◆ **Problem details**:
Copy out every item below word for word, leaving the pictures out of your copy.
— Start Data supplied —
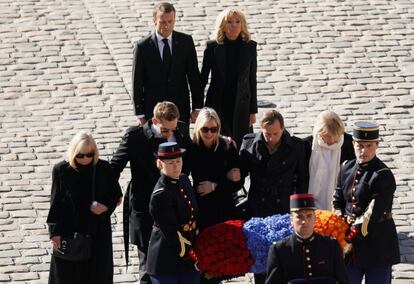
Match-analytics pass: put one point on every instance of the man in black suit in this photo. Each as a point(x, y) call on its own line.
point(137, 147)
point(165, 63)
point(305, 257)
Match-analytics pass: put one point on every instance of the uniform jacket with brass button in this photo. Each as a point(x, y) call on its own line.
point(174, 209)
point(315, 257)
point(273, 177)
point(357, 185)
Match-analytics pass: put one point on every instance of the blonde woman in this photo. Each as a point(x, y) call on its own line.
point(231, 58)
point(84, 195)
point(214, 167)
point(327, 148)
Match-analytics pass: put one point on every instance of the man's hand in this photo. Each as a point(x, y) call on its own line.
point(252, 119)
point(56, 241)
point(98, 208)
point(233, 175)
point(141, 121)
point(194, 115)
point(206, 187)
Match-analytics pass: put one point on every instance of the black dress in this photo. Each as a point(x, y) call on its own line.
point(232, 91)
point(207, 164)
point(69, 212)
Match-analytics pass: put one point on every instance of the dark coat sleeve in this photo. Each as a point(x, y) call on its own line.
point(137, 80)
point(110, 199)
point(162, 202)
point(207, 65)
point(340, 274)
point(274, 268)
point(121, 156)
point(384, 184)
point(253, 80)
point(193, 75)
point(302, 168)
point(338, 198)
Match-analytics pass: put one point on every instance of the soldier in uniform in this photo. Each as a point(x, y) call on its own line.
point(364, 196)
point(305, 256)
point(137, 147)
point(174, 209)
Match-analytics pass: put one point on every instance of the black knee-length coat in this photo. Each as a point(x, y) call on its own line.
point(245, 101)
point(69, 212)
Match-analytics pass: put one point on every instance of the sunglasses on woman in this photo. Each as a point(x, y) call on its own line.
point(87, 155)
point(207, 129)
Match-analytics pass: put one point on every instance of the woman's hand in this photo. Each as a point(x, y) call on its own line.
point(206, 187)
point(252, 119)
point(98, 208)
point(233, 175)
point(56, 241)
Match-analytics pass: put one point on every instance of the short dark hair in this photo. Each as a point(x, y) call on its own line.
point(163, 7)
point(166, 111)
point(271, 116)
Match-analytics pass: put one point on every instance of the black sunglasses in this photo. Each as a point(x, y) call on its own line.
point(88, 155)
point(207, 129)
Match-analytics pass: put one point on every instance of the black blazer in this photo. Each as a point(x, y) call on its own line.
point(312, 259)
point(347, 149)
point(246, 98)
point(137, 147)
point(171, 209)
point(273, 178)
point(150, 85)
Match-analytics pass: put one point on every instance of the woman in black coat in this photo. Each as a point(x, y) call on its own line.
point(232, 60)
point(214, 167)
point(78, 209)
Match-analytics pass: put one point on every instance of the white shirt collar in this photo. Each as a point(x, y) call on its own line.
point(160, 37)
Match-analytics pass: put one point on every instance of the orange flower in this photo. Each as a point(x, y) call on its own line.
point(332, 225)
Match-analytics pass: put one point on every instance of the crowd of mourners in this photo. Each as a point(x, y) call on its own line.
point(182, 184)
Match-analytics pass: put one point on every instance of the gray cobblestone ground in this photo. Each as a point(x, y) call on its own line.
point(66, 66)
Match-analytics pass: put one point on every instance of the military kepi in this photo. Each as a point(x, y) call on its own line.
point(169, 150)
point(302, 201)
point(365, 131)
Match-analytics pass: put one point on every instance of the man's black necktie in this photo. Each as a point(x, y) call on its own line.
point(166, 56)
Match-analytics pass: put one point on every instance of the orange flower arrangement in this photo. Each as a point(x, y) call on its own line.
point(332, 225)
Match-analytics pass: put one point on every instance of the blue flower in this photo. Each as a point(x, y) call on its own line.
point(261, 233)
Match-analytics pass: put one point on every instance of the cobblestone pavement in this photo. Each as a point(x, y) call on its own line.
point(66, 66)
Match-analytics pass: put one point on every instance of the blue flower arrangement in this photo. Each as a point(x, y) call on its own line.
point(261, 233)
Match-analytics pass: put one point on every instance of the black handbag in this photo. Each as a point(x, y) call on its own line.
point(79, 246)
point(76, 248)
point(242, 210)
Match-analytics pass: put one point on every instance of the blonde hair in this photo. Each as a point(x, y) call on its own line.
point(328, 122)
point(206, 114)
point(81, 141)
point(221, 23)
point(166, 111)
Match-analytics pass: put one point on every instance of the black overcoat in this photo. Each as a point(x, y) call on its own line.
point(372, 180)
point(347, 149)
point(70, 212)
point(316, 257)
point(214, 60)
point(171, 209)
point(137, 147)
point(273, 178)
point(150, 85)
point(208, 164)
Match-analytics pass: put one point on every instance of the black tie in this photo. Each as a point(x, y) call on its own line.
point(166, 55)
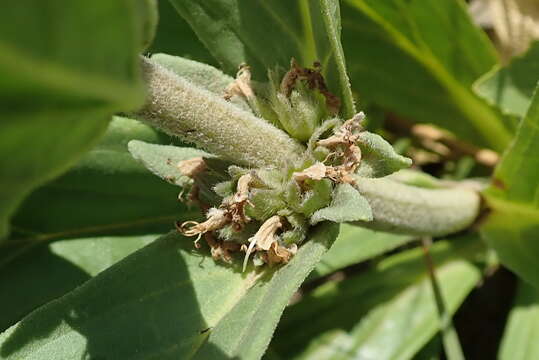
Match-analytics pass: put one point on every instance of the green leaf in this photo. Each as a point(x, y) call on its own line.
point(166, 302)
point(170, 28)
point(511, 88)
point(519, 341)
point(106, 192)
point(49, 271)
point(512, 227)
point(355, 245)
point(419, 59)
point(347, 204)
point(236, 32)
point(388, 311)
point(149, 19)
point(56, 100)
point(378, 158)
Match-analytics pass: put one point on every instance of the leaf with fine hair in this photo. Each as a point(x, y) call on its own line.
point(236, 32)
point(224, 313)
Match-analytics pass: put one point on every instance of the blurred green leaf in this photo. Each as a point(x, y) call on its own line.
point(106, 192)
point(166, 302)
point(388, 312)
point(236, 32)
point(149, 18)
point(354, 245)
point(174, 36)
point(419, 59)
point(511, 88)
point(56, 97)
point(520, 337)
point(51, 270)
point(512, 228)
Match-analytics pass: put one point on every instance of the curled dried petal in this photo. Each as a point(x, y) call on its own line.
point(217, 218)
point(264, 237)
point(242, 85)
point(314, 172)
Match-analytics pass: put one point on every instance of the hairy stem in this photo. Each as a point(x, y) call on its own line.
point(196, 115)
point(406, 209)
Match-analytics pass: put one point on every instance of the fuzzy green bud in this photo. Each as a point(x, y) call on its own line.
point(196, 115)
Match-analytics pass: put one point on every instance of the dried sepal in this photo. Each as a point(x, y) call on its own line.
point(278, 254)
point(314, 172)
point(242, 85)
point(264, 237)
point(216, 219)
point(314, 80)
point(236, 206)
point(221, 250)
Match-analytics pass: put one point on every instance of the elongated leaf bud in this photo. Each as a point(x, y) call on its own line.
point(401, 208)
point(196, 115)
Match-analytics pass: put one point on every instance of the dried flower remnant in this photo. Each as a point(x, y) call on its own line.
point(216, 219)
point(242, 85)
point(236, 207)
point(221, 250)
point(314, 80)
point(278, 254)
point(264, 237)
— End Data supplied —
◆ **Result for this task**:
Match-analytics pass: put one point on every instance of the man in black suit in this photo. Each as a point(x, y) call on its own line.
point(137, 147)
point(165, 63)
point(305, 257)
Match-analytics pass: put one point on every instance of the uniform jacket with brass button in this photo. Each as a point(x, y) call on its own line.
point(174, 209)
point(315, 257)
point(273, 177)
point(357, 185)
Match-analytics pass: put one point on every instance of the blonde woman in this photo. Each as a point(x, y) call on its own line.
point(231, 58)
point(84, 195)
point(214, 167)
point(327, 148)
Match-analytics pass: put one point on every instance of the man's hand in this photo. Each as a point(x, y) call on its own line.
point(252, 119)
point(56, 241)
point(98, 208)
point(233, 175)
point(141, 121)
point(194, 115)
point(206, 187)
Match-analytics pass: put one point on every instance of the black dress in this photo. Each as a point(x, y) call on its own line.
point(232, 91)
point(207, 164)
point(69, 212)
Match-analytics pass: put one point on every instance of the dark coat sleeve in this photo. Each as a point(x, y) call on its own line.
point(137, 80)
point(110, 199)
point(162, 202)
point(207, 65)
point(340, 274)
point(274, 268)
point(121, 156)
point(384, 184)
point(253, 80)
point(193, 75)
point(302, 168)
point(338, 198)
Match-analytics pass: put one point on every instance of the soldier in uniform in this photo. Each as a point(x, y) call on its own line.
point(364, 196)
point(305, 256)
point(137, 147)
point(174, 209)
Match-analytics pass: put one point on every instance of the black knee-length coat in this photo. Each as a point(x, y) call on its own line.
point(245, 101)
point(69, 212)
Match-analytics pass: put one point on every instance of the sunglasses on woman in this photo. Each as a point(x, y) call on its own line.
point(87, 155)
point(207, 129)
Match-analytics pass: put one point on every instance of the woman's hand in this photo. Each as a point(x, y) call on its own line.
point(206, 187)
point(252, 119)
point(98, 208)
point(233, 175)
point(56, 241)
Match-analytics pass: put one point on every instance of the short dark hair in this photo. Each as a point(x, y) call on its own line.
point(163, 7)
point(166, 111)
point(271, 116)
Match-analytics pass: put one point on every instance of the black sunglasses in this photo. Each as a point(x, y) call on its own line.
point(88, 155)
point(207, 129)
Match-analytics pass: put one point on every instance of the black blazer in this photo. Each as a point(x, y) call on its own line.
point(312, 259)
point(347, 149)
point(246, 98)
point(137, 147)
point(171, 209)
point(273, 178)
point(150, 85)
Match-analytics pass: put one point on every instance of the woman in black coat in this photo. Each as a point(x, y) call on its own line.
point(232, 60)
point(214, 167)
point(78, 209)
Match-analytics pass: put one point on every instance of the white shirt collar in this photo. Each as a point(x, y) call on its own line.
point(160, 37)
Match-analytics pass: put one point on every instance of the orange flower in this photo. Each as a point(x, y) call on its own line.
point(332, 225)
Match-analytics pass: put one point on every instance of the crowd of mourners in this photo. Each as a point(x, y) call on its own line.
point(182, 184)
Match-analytics pass: put one point on every instance of the gray cobblestone ground in this photo. Each as a point(x, y) call on its own line.
point(66, 66)
Match-analytics pass: put one point on every instance of the military kepi in this photo. Each as a point(x, y) call on its own line.
point(169, 150)
point(302, 201)
point(365, 131)
Match-analytics pass: put one point on every instance of the man's black necktie in this photo. Each as a point(x, y) call on its own line.
point(166, 56)
Match-analytics pass: put one point on every instance of the orange flower arrangement in this photo. Each as a point(x, y) call on its own line.
point(332, 225)
Match-analytics pass: put one point on every instance of the blue flower in this photo. Each as a point(x, y) call on its own line.
point(261, 233)
Match-analytics pass: put one point on every instance of the cobblestone pavement in this photo. Each as a point(x, y) call on its own line.
point(66, 66)
Match-analytics pass: put one point on every instance of the blue flower arrangement in this photo. Each as a point(x, y) call on its own line.
point(261, 233)
Match-analytics pass: put one point on every instance of the black handbag in this photo. Each as a point(x, y) call on its own line.
point(79, 246)
point(76, 248)
point(242, 210)
Match-analytics pass: put one point on every instance of the blonde hair in this photo. Each as a point(x, y) call on its own line.
point(328, 122)
point(206, 114)
point(81, 141)
point(221, 23)
point(166, 111)
Match-analytics pass: put one point on every instance of the black overcoat in this photo. Each as a point(x, y) call on its own line.
point(372, 180)
point(347, 149)
point(70, 212)
point(316, 257)
point(214, 60)
point(171, 209)
point(137, 147)
point(273, 178)
point(150, 85)
point(208, 164)
Match-analytics pass: put one point on every instance of the black tie in this photo. Each as a point(x, y) call on its own line.
point(166, 55)
Match-analytics pass: put one point on every instance of the green leaf in this photo. Each as a point(x, y) call on its own line.
point(166, 302)
point(170, 28)
point(511, 88)
point(519, 341)
point(106, 192)
point(49, 271)
point(512, 227)
point(355, 245)
point(419, 59)
point(347, 204)
point(236, 32)
point(388, 311)
point(149, 19)
point(56, 100)
point(378, 158)
Match-analytics pass: put one point on every instance of the leaf with fine hair in this photo. Each as a point(x, y) call on its own line.
point(236, 32)
point(224, 313)
Match-analytics pass: put one point on every instance of the blurred green leaf in this photo. Each as a point(x, y) call on its own line.
point(106, 192)
point(166, 302)
point(388, 312)
point(236, 32)
point(149, 18)
point(354, 245)
point(174, 36)
point(419, 59)
point(511, 88)
point(56, 97)
point(520, 337)
point(51, 270)
point(512, 228)
Match-analytics pass: put one point on every instance of the curled dried petal in this photo. Each as a point(x, y) call on its own line.
point(217, 218)
point(264, 237)
point(242, 85)
point(314, 172)
Match-analytics pass: put one point on every instance of the hairy stem in this photo. Each as a point(x, y) call on its own line.
point(196, 115)
point(406, 209)
Match-analytics pass: put one point on every instance of the fuzzy green bud in this photo. Each as a point(x, y) call on its own line.
point(196, 115)
Match-analytics pass: put one point on every instance of the dried sepal in this photo. Each as a point(x, y) call on its own line.
point(278, 254)
point(314, 172)
point(242, 85)
point(264, 237)
point(216, 219)
point(314, 80)
point(236, 206)
point(221, 250)
Match-analytics pass: put one point on every instance of the elongated leaf bud in this photo. Each as a point(x, y) call on its own line.
point(401, 208)
point(196, 115)
Match-analytics pass: put one point on every instance of the dried flower remnant in this photo. Each as a point(x, y) call on its own line.
point(216, 219)
point(242, 85)
point(236, 207)
point(221, 250)
point(314, 80)
point(278, 254)
point(264, 237)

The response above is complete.